* **Text excerpt**
********************

The speaker was Elmer Bernstein, and he was talking about the value of melody. And because he was speaking to a crowd of musicians, they knew his reference to "a good line" meant a melodic line.

Bernstein spoke recently at a meeting of the American Society of Music Arrangers and Composers (ASMAC), one of the oldest musical societies in Hollywood, and one that is rich in talent.

Their monthly luncheons are always a who's-who of arrangers, composers, music directors and orchestrators, and they attract speakers like Bernstein because everyone there talks the same language – and many of them are friends and colleagues of decades-long standing.

Bernstein recounted bits and pieces of his celebrated career in radio, TV and films, especially from the '50s.

It was his experience in radio that led to his first film score for Saturday's Hero (1951), Bernstein reported. An old friend, writer Millard Lampell, had asked him to score a radio drama, Sometime Before Morning, about the 1947 truce between the Israelis and the Palestinians.

The show-biz trade paper Variety happened to mention Bernstein's music, enabling Lampell to recommend Bernstein to producer Sidney Buchman for the score of Hero, which Lampell had written for Columbia. New Yorker Bernstein became a Hollywood composer.

He also managed to attract attention with his music for the Joan Crawford thriller Sudden Fear (1952) for which he wrote a "concertino de camera for two pianos and orchestra."

********************

[Dataset entries]
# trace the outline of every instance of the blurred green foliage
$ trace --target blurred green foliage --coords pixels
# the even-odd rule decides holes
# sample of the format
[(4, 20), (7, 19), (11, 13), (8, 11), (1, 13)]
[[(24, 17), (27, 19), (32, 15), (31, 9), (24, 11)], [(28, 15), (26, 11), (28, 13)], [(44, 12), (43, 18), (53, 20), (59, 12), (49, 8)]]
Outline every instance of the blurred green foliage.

********************

* **Work instructions**
**1)** Determine whether each of the following statements agrees with the text on Elmer Bernstein, answering yes or no and quoting the deciding words of the text: (a) Bernstein's first film score was for Saturday's Hero (1951); (b) the trade paper that mentioned Bernstein's music was the New Yorker; (c) ASMAC holds its luncheons weekly.
**2)** Report every line of the records that contains the string "trace", taking case into account.

* **Complete answers**
**1)**
(a) Yes: "It was his experience in radio that led to his first film score for Saturday's Hero (1951)"
(b) No: "The show-biz trade paper Variety happened to mention Bernstein's music"
(c) No: "Their monthly luncheons are always a who's-who of arrangers, composers, music directors and orchestrators"

**2)**
# trace the outline of every instance of the blurred green foliage
$ trace --target blurred green foliage --coords pixels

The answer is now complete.